[Exercise description] Convert every line of the data below into a JSON list of strings, one string per line, and omit any blank lines.

=======

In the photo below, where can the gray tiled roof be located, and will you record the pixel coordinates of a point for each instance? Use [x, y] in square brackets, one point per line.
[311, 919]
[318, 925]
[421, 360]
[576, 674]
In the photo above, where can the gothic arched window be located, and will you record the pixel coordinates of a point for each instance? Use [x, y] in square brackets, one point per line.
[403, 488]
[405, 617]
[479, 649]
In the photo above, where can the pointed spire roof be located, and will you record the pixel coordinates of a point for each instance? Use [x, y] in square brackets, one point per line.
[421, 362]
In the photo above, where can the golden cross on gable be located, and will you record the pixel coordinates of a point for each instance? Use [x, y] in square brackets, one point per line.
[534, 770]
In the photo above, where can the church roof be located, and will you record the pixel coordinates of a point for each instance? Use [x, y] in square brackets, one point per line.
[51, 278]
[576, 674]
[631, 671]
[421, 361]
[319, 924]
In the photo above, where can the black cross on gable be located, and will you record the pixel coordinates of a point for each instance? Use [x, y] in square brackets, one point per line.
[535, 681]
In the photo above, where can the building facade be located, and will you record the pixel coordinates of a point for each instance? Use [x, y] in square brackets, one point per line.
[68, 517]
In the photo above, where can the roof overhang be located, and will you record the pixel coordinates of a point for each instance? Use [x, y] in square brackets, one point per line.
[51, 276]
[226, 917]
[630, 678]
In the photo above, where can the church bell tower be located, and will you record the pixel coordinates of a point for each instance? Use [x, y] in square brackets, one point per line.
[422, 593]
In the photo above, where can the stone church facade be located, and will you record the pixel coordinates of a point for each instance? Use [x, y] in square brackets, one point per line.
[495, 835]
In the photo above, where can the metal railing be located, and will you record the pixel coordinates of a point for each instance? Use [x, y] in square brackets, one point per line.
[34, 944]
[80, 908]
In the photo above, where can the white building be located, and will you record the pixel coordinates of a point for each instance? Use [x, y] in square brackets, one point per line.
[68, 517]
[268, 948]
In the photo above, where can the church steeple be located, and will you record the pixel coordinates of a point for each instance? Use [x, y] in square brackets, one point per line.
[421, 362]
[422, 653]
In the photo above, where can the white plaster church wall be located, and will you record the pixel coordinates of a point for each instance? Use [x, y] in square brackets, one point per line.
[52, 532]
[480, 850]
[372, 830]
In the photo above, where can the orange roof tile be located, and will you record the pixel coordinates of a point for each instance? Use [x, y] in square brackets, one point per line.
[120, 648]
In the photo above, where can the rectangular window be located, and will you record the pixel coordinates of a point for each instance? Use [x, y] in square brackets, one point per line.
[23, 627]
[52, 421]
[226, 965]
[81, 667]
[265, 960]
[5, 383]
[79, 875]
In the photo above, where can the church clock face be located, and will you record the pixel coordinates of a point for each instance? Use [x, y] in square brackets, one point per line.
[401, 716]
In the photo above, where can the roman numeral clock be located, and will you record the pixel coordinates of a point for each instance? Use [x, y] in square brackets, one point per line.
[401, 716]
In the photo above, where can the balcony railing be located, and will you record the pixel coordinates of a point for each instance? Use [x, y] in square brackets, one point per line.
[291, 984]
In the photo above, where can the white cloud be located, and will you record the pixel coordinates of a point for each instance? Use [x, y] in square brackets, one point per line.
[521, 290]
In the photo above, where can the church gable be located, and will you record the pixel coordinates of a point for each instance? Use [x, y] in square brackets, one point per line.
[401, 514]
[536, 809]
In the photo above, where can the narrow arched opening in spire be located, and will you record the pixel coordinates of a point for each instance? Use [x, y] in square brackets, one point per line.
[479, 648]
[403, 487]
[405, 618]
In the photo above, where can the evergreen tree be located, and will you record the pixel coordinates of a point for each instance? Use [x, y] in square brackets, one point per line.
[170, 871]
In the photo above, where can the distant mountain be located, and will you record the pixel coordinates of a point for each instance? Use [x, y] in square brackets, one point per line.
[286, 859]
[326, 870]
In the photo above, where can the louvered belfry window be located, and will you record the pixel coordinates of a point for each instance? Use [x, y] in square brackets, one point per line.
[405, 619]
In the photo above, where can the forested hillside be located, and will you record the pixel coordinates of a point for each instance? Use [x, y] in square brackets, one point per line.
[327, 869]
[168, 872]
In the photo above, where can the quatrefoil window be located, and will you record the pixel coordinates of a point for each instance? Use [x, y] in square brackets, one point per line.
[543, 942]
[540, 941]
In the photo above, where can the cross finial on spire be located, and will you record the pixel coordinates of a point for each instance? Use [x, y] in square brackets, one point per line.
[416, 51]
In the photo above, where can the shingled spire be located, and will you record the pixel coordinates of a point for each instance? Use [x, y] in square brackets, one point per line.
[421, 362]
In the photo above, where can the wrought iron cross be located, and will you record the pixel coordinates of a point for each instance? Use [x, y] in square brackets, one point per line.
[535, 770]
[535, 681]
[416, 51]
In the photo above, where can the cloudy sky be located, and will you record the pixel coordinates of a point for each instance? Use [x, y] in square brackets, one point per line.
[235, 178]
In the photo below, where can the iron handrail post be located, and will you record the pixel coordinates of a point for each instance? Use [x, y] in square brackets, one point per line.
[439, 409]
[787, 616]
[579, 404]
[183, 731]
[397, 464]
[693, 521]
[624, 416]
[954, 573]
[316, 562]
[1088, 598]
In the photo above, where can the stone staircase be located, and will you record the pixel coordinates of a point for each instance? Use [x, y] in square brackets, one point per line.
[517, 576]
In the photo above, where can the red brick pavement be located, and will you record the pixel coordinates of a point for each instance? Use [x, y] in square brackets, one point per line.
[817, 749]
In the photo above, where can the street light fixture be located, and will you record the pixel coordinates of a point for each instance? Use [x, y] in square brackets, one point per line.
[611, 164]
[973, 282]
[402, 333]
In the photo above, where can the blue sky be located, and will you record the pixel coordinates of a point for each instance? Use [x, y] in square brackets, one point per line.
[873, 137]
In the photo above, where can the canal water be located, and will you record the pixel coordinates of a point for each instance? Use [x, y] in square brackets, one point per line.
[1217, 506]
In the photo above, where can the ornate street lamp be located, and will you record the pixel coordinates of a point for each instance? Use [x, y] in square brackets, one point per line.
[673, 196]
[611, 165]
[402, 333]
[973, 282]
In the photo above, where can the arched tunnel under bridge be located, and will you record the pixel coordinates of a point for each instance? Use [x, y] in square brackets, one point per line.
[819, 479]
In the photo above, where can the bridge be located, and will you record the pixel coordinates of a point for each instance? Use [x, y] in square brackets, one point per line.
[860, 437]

=======

[Complete output]
[
  "In the photo below, where can the gray tiled roof be located, and will you record the pixel coordinates of a point for each instance? Use [x, y] in square brackets, one point per line.",
  "[311, 919]",
  "[318, 925]",
  "[421, 360]",
  "[576, 674]",
  "In the photo above, where can the gothic arched window be located, and will you record the pixel coordinates of a point for each instance? Use [x, y] in square brackets, one point per line.",
  "[403, 488]",
  "[405, 617]",
  "[479, 649]",
  "In the photo above, where can the pointed spire roof be located, and will you record the pixel coordinates of a point for each instance? Use [x, y] in square brackets, one point per line.",
  "[421, 362]",
  "In the photo above, where can the golden cross on gable be located, and will you record the pixel coordinates of a point for each instance? Use [x, y] in square brackets, one point per line.",
  "[534, 770]",
  "In the photo above, where can the church roof be located, and will you record the pixel coordinates of a point for each instance? Use [x, y] in square brackets, one point per line.",
  "[51, 278]",
  "[576, 674]",
  "[631, 671]",
  "[421, 361]",
  "[319, 924]",
  "In the photo above, where can the black cross on gable be located, and will you record the pixel coordinates of a point for each instance? Use [x, y] in square brackets, one point per line.",
  "[535, 681]",
  "In the photo above, where can the building facade be located, and will you record the pixel coordinates of a point for each instance? Use [x, y] in square brackets, one point per line.",
  "[68, 517]",
  "In the photo above, where can the roof overhang be located, and will you record the pixel coordinates of a point for each instance? Use [x, y] in square brackets, one point per line.",
  "[51, 276]",
  "[226, 917]",
  "[630, 678]",
  "In the photo above, where can the church bell tower be located, and will you record the pixel coordinates of a point for each instance? Use [x, y] in square brackets, one point per line.",
  "[422, 593]",
  "In the photo above, where can the stone church facade be located, and will you record the pixel coordinates of a point for each instance? Use [x, y] in square brackets, one point per line.",
  "[495, 835]",
  "In the photo above, where can the metal railing be located, and will you record the pixel coordinates of a point for each instance? Use [x, y] in square brackets, one point per line.",
  "[34, 944]",
  "[80, 908]",
  "In the photo above, where can the white building be located, and will you record the pixel coordinates of a point for each instance? Use [x, y] in square brackets, one point per line.",
  "[68, 517]",
  "[268, 948]",
  "In the photo above, where can the church steeple be located, and will you record the pixel coordinates of a point for each instance? Use [x, y] in square brackets, one point per line.",
  "[421, 362]",
  "[422, 653]",
  "In the photo above, where can the white plaster church wall be located, and will you record the pixel coordinates of a point for each instance? Use [x, y] in square brackets, one point per line.",
  "[52, 532]",
  "[480, 850]",
  "[372, 830]",
  "In the photo above, where can the orange roof tile be located, and will you record the pixel coordinates of a point for each instance? Use [x, y] in square brackets, one point per line.",
  "[120, 648]",
  "In the photo above, where can the rectangular window be located, and will you record the pixel coordinates of a point for each instance? Use [x, y] in square brackets, one point per line.",
  "[23, 627]",
  "[52, 421]",
  "[226, 965]",
  "[81, 667]",
  "[265, 960]",
  "[5, 383]",
  "[79, 875]",
  "In the photo above, where can the church clock face be located, and will you record the pixel coordinates of a point for each instance? Use [x, y] in square brackets, one point per line.",
  "[401, 716]",
  "In the photo above, where can the roman numeral clock be located, and will you record the pixel coordinates of a point for each instance? Use [x, y] in square brackets, one point per line.",
  "[401, 716]",
  "In the photo above, where can the balcony railing be located, and will you record the pixel coordinates of a point for each instance? Use [x, y] in square brackets, one point per line.",
  "[291, 984]",
  "In the photo above, where can the white cloud be located, and will you record the pixel coordinates of a point for each instance? Use [x, y] in square brackets, one point per line.",
  "[521, 290]",
  "In the photo above, where can the church gable be located, and will you record the pixel coordinates of a point for each instance? Use [x, y] in square brackets, one point per line.",
  "[401, 514]",
  "[536, 809]",
  "In the photo above, where can the narrow arched opening in spire be located, and will you record the pixel coordinates of a point for each instance? Use [x, y] in square brackets, one point per line.",
  "[479, 648]",
  "[403, 487]",
  "[405, 618]",
  "In the photo above, where can the evergreen tree be located, and will you record the pixel coordinates of a point for each instance? Use [x, y] in square brackets, one point per line.",
  "[170, 871]",
  "In the photo above, where can the distant mountain be located, and will you record the pixel coordinates of a point for each instance? Use [x, y] in square brackets, one point per line.",
  "[286, 859]",
  "[326, 870]",
  "In the photo above, where can the louvered belfry window be located, and will you record the pixel coordinates of a point for each instance? Use [x, y] in square brackets, one point per line.",
  "[405, 619]",
  "In the photo above, where can the forested hillside be located, and will you record the pixel coordinates of a point for each instance? Use [x, y] in square brackets, one point per line.",
  "[327, 869]",
  "[168, 872]",
  "In the photo above, where can the quatrefoil window be located, and will you record the pixel coordinates of a point for each instance? Use [x, y] in square brackets, one point per line.",
  "[543, 942]",
  "[540, 941]",
  "In the photo above, where can the cross finial on spire be located, and will you record the pixel coordinates of a point for each instance? Use [x, y] in square brackets, one point per line.",
  "[416, 51]",
  "In the photo above, where can the shingled spire be located, and will you record the pixel coordinates of a point for each instance? Use [x, y] in square brackets, one point per line.",
  "[421, 362]",
  "In the photo above, where can the wrought iron cross be located, and will you record the pixel coordinates of a point for each instance? Use [x, y] in square brackets, one point per line.",
  "[535, 770]",
  "[535, 681]",
  "[416, 51]",
  "In the photo above, where can the cloudy sky be located, and will you record the pixel coordinates of a point for each instance? Use [x, y] in square brackets, one point per line.",
  "[235, 178]",
  "In the photo below, where can the iron handrail post be located, and will you record the pixel coordinates of a point for each instance? Use [x, y] in square brackets, one point per line.",
  "[439, 409]",
  "[787, 616]",
  "[579, 404]",
  "[183, 731]",
  "[397, 464]",
  "[693, 521]",
  "[624, 416]",
  "[954, 573]",
  "[316, 562]",
  "[1088, 598]",
  "In the photo above, where can the stone staircase be located, and will you record the pixel coordinates of a point for each instance? Use [x, y] in square brackets, one point per line.",
  "[517, 576]",
  "In the photo above, where can the red brick pavement be located, and will you record the pixel coordinates of a point for each instance? Use [x, y] in square brackets, one point per line.",
  "[817, 749]",
  "In the photo above, where can the street light fixture be located, and will you record the pixel coordinates of a point for each instance? Use [x, y] in square brackets, one point per line.",
  "[611, 164]",
  "[973, 282]",
  "[402, 333]",
  "In the photo above, where can the blue sky be located, and will you record the pixel coordinates of a point for each instance? Use [x, y] in square brackets, one point per line.",
  "[873, 137]",
  "In the photo above, where can the canal water be located, and will you record the pixel coordinates of a point for each instance? Use [x, y] in square brackets, one point per line.",
  "[1217, 506]",
  "In the photo above, where can the ornate street lamp be located, and will you record the pixel coordinates of a point for each instance? Use [x, y] in square brackets, one point per line.",
  "[673, 196]",
  "[611, 165]",
  "[402, 333]",
  "[973, 282]",
  "In the photo above, where can the arched tunnel under bridge be located, and will you record the pixel coordinates of a point for each instance? Use [x, y] in square brackets, one point per line.",
  "[819, 479]",
  "In the photo above, where can the bridge be located, and will you record the pixel coordinates of a point for each instance? Use [x, y] in square brackets, one point per line.",
  "[860, 437]"
]